Source document =>
- Born: May 15, 1908 New York City, U.S.
- Died: May 6, 2005 (aged 96) Glendale, California, U.S.
- Resting place: Forest Lawn Memorial Park
- Occupations: Caricaturist; character designer; concept artist; screenwriter; storyboard artist;
- Years active: 1928–2005
- Employer: Walt Disney Animation Studios (1932–1949; 1989–2005)
- Spouse(s): June Hershey ​ ​(m. 1930; div. 1934)​ Jennie Miller ​ ​(m. 1933; died 1991)​

= Joe Grant =

American storyboard artist (1908–2005)

Joseph Clarence Grant (May 15, 1908 – May 6, 2005) was an American conceptual artist, storyboard artist, and screenwriter.

==Early life==
Grant was born on May 15, 1908 in New York City on the Lower East Side. He was the son of George Albert Grant and Eva Green. He had a younger sister, Geraldine. Grant was a second-generation descendant of Polish and Russian Jews. His father George (1885–1938) emigrated from Poland at age 5, with his parents Nathan Gumolinsky and Fannie (née Freund). Nathan adopted "Grant" as his surname after emigrating into the United States, supposedly because he had admired U. S. President Ulysses S. Grant.

Joe Grant moved to Los Angeles with his family when he was two years old, after his father was hired as an art director for William Randolph Hearst's Los Angeles Examiner newspaper. At a young age, Grant was exposed to his father's extensive collection of European art books, which included Honoré Daumier, Gustave Doré, and Ludwig Richter. He also accompanied his father to his workplace, where he reflected years later, he learned his artistic techniques by looking "over my father's shoulder."

Stated problem 1 => From the Joe Grant biography, extract everything from "- Died: May" down to "artist, and screenwriter.", copied word for word.

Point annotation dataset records
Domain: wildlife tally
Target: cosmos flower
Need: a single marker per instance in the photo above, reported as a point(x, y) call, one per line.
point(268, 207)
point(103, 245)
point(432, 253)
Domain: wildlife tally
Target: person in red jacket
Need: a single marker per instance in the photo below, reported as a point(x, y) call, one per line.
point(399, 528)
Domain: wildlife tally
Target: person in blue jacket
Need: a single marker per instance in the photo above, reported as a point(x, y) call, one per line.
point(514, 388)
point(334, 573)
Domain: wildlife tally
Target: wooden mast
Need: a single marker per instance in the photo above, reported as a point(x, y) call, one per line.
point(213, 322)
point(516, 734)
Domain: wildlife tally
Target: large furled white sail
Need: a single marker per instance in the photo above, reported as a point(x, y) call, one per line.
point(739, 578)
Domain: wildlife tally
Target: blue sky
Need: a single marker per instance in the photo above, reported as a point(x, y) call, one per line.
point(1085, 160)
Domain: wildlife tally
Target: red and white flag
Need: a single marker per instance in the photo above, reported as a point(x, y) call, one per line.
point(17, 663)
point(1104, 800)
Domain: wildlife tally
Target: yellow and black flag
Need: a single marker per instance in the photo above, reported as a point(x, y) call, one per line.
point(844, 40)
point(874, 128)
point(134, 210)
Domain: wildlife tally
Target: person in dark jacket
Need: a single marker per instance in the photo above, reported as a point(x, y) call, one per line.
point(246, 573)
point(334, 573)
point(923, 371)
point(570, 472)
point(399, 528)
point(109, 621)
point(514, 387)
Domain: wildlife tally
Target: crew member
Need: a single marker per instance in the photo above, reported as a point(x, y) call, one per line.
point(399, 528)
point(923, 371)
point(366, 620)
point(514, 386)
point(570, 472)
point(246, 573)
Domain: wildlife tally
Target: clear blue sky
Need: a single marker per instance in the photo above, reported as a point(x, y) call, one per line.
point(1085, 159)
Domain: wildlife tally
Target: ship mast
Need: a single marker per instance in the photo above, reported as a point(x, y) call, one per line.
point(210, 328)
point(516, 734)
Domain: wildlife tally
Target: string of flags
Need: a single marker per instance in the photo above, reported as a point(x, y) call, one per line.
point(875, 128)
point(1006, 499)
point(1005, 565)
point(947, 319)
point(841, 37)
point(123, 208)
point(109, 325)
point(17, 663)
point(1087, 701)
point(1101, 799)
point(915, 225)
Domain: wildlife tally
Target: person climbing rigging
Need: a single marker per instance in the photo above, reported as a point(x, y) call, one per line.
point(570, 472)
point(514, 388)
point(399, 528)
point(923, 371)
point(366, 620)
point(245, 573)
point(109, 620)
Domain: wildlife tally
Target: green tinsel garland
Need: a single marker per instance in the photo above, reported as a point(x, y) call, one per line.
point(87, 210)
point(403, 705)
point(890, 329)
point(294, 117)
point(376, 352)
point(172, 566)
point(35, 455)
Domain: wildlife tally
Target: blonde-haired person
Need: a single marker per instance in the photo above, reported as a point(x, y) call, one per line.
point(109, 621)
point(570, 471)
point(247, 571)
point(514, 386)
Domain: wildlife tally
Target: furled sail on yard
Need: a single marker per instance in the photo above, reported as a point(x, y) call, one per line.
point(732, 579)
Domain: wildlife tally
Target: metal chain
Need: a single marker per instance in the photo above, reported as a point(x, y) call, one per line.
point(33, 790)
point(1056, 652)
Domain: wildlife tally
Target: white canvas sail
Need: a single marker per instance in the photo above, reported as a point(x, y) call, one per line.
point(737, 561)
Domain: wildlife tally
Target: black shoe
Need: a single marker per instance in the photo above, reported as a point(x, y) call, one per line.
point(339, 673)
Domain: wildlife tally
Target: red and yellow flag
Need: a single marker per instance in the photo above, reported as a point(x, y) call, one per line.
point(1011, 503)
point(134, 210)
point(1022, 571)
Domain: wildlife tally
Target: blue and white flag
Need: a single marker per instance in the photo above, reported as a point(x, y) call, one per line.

Stated problem 2 => Pick out every line of the records that contains the string "sail", treating uppercase and lowercase as different.

Problem solution 1 =>
- Died: May 6, 2005 (aged 96) Glendale, California, U.S.
- Resting place: Forest Lawn Memorial Park
- Occupations: Caricaturist; character designer; concept artist; screenwriter; storyboard artist;
- Years active: 1928–2005
- Employer: Walt Disney Animation Studios (1932–1949; 1989–2005)
- Spouse(s): June Hershey ​ ​(m. 1930; div. 1934)​ Jennie Miller ​ ​(m. 1933; died 1991)​

= Joe Grant =

American storyboard artist (1908–2005)

Joseph Clarence Grant (May 15, 1908 – May 6, 2005) was an American conceptual artist, storyboard artist, and screenwriter.

Problem solution 2 =>
Target: large furled white sail
Target: furled sail on yard
Target: white canvas sail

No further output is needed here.